- [The tasks]
1 - Using the carbon cycle passage, decide whether each statement agrees with it: (a) plants carry out no respiration at all; (b) the carbon plants collect from carbon dioxide in the air forms their tissues; (c) all the carbon in the human body comes directly or indirectly from plants. For each, answer yes or no and quote the deciding words.
2 - According to the carbon cycle passage, what forms the base of the food chain?

C6H12O6 + 6O2 → 6CO2 + 6H2O + energy
carbohydrates + oxygen → carbon dixoide + water + energy
It should come as no surprise that, when confronted with the challenge of reducing our carbon emissions from the burning of fossil fuels, some people angrily proclaim, "Why should we bother? Even breathing out creates carbon emissions!"
This statement fails to take into account the other half of the carbon cycle. As you also learned in grade school, plants are the opposite to animals in this respect: Through photosynthesis, they take in carbon dioxide and release oxygen, in a chemical equation opposite to the one above. (They also perform some respiration, because they need to eat as well, but it is outweighed by the photosynthesis.) The carbon they collect from the CO2 in the air forms their tissues - roots, stems, leaves, and fruit.
These tissues form the base of the food chain, as they are eaten by animals, which are eaten by other animals, and so on. As humans, we are part of this food chain. All the carbon in our body comes either directly or indirectly from plants, which took it out of the air only recently.

- [Entries supplied]
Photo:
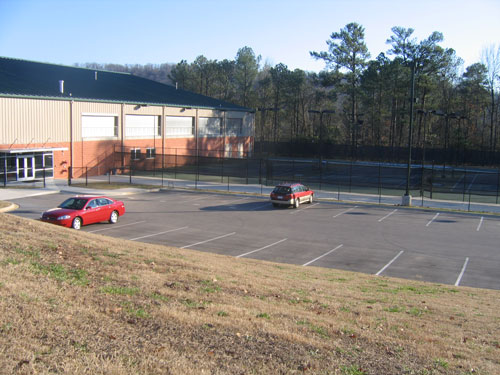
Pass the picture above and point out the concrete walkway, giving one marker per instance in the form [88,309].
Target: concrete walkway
[55,186]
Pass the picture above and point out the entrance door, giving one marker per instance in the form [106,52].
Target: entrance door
[25,168]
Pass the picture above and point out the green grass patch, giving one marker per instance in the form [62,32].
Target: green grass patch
[263,315]
[60,273]
[119,290]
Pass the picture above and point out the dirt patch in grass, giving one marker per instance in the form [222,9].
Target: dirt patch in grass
[75,303]
[113,185]
[4,204]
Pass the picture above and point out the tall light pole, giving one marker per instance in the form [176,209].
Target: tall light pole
[407,197]
[321,132]
[262,115]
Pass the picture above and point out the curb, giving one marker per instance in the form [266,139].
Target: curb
[12,207]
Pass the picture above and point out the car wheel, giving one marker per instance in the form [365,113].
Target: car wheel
[77,223]
[297,202]
[113,219]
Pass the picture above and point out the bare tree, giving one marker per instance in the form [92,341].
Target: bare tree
[490,57]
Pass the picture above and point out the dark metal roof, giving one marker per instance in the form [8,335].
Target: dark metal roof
[22,78]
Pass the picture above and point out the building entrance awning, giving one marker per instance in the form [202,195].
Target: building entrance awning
[35,149]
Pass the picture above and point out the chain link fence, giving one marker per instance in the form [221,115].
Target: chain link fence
[429,181]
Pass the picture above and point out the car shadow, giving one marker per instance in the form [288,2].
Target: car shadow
[247,206]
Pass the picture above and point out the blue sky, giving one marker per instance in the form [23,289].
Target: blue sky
[154,31]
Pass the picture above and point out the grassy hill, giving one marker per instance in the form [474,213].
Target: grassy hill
[78,303]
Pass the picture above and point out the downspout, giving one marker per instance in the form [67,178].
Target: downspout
[70,169]
[196,132]
[162,129]
[122,138]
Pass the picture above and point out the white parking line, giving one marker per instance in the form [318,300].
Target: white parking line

- [Per-task outputs]
1 -
(a) No: "They also perform some respiration, because they need to eat as well, but it is outweighed by the photosynthesis."
(b) Yes: "The carbon they collect from the CO2 in the air forms their tissues - roots, stems, leaves, and fruit."
(c) Yes: "All the carbon in our body comes either directly or indirectly from plants"

2 - The plant tissues (roots, stems, leaves, and fruit) form the base of the food chain.